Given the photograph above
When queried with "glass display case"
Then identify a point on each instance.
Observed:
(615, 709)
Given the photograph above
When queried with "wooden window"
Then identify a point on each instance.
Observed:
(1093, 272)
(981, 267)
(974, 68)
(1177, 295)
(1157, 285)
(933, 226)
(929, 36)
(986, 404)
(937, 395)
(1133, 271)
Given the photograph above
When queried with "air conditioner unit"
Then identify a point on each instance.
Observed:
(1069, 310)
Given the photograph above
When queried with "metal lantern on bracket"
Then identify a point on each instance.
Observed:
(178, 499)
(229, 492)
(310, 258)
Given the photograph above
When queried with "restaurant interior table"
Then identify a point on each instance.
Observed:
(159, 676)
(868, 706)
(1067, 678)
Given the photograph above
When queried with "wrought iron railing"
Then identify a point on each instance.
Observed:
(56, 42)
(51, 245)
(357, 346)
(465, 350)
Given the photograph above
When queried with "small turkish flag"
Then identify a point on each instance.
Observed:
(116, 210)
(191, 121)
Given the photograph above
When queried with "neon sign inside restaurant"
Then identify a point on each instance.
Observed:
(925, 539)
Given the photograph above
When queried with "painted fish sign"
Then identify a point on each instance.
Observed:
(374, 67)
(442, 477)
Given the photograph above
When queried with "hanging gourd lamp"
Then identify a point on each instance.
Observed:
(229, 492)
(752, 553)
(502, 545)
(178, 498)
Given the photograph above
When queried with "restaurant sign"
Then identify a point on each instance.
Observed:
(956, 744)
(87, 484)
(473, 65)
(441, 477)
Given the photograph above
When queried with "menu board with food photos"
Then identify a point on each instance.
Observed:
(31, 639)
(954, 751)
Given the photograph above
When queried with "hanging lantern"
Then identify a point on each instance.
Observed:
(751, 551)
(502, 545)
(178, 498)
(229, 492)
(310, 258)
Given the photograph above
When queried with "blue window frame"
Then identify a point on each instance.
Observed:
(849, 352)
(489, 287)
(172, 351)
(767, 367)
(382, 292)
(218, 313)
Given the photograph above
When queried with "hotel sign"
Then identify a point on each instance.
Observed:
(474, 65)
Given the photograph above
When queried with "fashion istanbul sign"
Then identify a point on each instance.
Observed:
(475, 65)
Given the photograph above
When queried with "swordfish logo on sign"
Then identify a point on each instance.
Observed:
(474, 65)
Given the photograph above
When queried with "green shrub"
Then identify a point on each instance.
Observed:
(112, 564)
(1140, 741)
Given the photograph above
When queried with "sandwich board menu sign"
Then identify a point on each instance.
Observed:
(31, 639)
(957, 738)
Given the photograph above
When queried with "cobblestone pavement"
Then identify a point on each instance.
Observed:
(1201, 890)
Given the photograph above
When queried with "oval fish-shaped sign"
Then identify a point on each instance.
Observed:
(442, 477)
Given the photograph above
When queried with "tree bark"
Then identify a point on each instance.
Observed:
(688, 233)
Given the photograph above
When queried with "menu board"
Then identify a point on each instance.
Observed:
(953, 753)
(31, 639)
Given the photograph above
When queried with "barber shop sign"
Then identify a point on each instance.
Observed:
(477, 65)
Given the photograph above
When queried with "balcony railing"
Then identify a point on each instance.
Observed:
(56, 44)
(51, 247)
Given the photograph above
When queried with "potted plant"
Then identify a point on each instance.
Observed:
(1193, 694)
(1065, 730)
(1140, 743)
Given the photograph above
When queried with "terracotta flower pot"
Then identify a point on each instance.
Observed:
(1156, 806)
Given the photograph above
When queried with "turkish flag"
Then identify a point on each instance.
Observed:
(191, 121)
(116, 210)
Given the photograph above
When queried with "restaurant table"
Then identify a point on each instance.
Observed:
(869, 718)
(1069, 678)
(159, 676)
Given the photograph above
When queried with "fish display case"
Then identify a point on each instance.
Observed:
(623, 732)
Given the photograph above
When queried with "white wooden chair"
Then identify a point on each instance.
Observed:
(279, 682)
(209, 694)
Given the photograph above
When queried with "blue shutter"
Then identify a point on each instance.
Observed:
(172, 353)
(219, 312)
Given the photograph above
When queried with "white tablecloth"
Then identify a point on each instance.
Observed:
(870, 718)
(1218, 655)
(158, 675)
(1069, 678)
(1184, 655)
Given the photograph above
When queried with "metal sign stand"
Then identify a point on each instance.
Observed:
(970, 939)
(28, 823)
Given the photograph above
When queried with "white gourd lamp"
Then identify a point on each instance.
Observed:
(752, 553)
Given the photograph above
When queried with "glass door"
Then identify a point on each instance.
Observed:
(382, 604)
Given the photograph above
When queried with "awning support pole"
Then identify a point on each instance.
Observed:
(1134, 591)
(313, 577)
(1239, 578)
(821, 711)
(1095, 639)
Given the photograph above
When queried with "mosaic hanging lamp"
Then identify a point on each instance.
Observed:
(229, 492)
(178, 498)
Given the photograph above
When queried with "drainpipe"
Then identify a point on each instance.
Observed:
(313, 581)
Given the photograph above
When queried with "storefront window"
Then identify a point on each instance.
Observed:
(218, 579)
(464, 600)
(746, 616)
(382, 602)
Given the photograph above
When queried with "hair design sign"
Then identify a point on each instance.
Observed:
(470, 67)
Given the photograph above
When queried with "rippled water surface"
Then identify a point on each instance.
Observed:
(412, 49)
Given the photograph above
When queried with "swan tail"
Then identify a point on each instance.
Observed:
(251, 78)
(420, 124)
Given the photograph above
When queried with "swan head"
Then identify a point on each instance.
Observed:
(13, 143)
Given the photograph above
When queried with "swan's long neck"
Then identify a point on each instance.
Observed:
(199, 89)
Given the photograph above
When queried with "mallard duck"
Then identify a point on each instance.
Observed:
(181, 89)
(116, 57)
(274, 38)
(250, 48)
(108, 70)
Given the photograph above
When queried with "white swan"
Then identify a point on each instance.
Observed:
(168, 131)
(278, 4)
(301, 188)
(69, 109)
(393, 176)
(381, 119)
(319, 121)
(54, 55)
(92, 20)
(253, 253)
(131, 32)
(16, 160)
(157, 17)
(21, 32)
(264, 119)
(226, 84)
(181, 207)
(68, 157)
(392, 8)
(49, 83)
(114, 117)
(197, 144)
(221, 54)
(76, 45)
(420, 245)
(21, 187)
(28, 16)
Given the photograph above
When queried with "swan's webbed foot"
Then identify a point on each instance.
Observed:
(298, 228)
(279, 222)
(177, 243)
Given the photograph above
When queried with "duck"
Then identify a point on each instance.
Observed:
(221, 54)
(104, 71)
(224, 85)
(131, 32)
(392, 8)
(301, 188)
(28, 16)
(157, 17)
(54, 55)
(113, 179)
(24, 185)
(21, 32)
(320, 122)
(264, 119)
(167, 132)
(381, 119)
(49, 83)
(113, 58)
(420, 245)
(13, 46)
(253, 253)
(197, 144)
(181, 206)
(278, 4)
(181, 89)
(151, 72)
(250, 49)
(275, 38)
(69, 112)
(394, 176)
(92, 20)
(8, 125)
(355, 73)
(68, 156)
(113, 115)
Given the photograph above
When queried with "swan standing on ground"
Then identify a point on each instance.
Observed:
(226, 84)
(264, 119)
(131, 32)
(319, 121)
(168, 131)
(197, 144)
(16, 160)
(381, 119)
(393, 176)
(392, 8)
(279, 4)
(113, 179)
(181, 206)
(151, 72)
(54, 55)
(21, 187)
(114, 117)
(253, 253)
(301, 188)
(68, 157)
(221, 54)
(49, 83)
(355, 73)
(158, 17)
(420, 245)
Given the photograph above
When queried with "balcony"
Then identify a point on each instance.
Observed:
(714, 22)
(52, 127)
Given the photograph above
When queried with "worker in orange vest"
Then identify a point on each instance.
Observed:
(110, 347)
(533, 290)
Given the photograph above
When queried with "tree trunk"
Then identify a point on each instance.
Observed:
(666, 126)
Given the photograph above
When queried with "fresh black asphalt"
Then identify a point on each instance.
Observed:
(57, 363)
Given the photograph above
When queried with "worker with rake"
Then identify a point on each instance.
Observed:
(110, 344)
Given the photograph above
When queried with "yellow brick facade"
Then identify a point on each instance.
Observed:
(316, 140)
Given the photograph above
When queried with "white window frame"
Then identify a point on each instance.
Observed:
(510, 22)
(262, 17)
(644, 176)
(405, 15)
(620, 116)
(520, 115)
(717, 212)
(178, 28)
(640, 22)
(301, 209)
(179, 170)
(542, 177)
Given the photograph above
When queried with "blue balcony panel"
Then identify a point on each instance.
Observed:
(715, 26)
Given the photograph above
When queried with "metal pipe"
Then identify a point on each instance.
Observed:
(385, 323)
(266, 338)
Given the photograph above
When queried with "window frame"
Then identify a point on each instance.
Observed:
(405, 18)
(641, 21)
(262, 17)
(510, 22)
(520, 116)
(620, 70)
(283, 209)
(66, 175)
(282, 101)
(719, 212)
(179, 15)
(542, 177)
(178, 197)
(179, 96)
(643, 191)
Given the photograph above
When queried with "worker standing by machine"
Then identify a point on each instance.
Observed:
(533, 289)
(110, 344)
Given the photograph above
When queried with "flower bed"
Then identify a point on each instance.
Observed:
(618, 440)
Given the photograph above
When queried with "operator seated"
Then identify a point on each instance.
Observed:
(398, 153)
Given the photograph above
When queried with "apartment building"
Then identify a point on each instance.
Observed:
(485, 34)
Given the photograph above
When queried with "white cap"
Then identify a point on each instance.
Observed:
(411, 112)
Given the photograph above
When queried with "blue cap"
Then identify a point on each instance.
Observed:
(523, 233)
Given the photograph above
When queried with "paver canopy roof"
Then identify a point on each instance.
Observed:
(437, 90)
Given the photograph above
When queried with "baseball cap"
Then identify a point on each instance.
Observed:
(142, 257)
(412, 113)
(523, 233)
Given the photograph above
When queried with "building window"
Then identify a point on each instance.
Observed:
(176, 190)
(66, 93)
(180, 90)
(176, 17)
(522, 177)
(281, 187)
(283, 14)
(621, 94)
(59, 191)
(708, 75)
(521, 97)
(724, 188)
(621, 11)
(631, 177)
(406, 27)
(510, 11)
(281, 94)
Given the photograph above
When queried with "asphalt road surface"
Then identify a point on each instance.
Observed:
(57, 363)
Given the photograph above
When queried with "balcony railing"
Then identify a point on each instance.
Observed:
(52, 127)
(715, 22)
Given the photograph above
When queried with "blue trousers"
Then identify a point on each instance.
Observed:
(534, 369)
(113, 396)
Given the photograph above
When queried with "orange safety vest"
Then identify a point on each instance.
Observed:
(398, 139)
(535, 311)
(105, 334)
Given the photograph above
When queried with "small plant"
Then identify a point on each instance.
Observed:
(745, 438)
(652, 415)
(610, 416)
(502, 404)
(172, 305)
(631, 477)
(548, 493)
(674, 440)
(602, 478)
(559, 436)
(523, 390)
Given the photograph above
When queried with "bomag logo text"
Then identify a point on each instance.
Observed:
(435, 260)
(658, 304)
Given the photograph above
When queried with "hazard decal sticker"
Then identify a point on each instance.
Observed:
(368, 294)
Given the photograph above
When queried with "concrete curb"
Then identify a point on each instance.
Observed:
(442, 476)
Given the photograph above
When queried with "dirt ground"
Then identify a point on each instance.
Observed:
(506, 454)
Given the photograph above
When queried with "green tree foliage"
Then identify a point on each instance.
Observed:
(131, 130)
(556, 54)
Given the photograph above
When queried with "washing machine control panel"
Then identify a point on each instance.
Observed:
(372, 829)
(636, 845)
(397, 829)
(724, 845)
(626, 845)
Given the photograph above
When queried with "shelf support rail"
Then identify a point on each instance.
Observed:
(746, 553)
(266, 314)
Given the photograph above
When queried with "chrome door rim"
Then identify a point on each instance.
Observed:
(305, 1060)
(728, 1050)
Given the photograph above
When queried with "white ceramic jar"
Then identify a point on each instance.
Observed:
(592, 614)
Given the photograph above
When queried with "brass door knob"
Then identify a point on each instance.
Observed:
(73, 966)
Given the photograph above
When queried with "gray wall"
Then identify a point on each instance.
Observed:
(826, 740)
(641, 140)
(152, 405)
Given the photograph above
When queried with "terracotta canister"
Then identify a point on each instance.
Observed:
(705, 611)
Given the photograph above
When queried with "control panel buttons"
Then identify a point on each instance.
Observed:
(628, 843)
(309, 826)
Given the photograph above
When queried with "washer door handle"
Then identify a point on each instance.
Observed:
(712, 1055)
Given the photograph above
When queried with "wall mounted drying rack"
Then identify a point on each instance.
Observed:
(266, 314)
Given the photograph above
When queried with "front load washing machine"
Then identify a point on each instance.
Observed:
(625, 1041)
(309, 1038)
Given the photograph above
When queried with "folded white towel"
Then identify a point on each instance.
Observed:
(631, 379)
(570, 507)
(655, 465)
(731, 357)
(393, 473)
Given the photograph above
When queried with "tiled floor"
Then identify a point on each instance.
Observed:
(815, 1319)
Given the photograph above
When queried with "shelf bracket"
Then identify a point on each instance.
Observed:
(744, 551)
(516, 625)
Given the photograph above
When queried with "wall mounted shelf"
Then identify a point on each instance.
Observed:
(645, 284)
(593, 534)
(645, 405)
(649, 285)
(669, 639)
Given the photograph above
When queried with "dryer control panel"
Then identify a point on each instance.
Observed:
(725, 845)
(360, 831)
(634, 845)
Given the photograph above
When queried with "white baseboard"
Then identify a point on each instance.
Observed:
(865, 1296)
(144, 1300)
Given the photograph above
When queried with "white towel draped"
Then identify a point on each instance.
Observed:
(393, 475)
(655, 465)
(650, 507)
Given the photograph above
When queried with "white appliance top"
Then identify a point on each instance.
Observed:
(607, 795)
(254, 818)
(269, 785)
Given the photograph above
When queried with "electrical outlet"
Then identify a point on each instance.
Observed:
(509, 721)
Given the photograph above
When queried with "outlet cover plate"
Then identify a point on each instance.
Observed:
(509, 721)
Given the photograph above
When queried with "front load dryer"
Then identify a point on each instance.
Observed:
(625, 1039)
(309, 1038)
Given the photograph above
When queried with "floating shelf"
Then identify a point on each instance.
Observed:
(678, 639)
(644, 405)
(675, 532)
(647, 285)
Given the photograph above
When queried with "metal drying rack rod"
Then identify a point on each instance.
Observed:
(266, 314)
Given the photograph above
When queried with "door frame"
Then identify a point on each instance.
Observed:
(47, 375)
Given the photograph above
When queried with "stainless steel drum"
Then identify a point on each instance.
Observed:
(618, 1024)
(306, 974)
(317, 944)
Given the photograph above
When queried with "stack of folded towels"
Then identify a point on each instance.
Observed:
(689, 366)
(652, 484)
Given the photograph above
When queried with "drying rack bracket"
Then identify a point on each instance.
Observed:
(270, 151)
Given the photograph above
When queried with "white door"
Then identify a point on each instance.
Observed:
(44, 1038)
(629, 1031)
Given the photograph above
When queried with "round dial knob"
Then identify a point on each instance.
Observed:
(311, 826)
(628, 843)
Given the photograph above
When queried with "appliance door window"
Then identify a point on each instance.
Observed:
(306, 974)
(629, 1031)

> _What you have to do_: Reproduce the data above without any changes, from its very first line through the line containing "(1133, 271)", including both of those lines.

> _The reply_:
Given the photograph above
When queried with "glass display case"
Then identify a point on each instance.
Observed:
(615, 709)
Given the photograph above
When queried with "wooden window"
Then identify a point on each instance.
Observed:
(1093, 272)
(981, 267)
(974, 68)
(1177, 295)
(1157, 285)
(933, 226)
(929, 36)
(986, 404)
(937, 395)
(1133, 271)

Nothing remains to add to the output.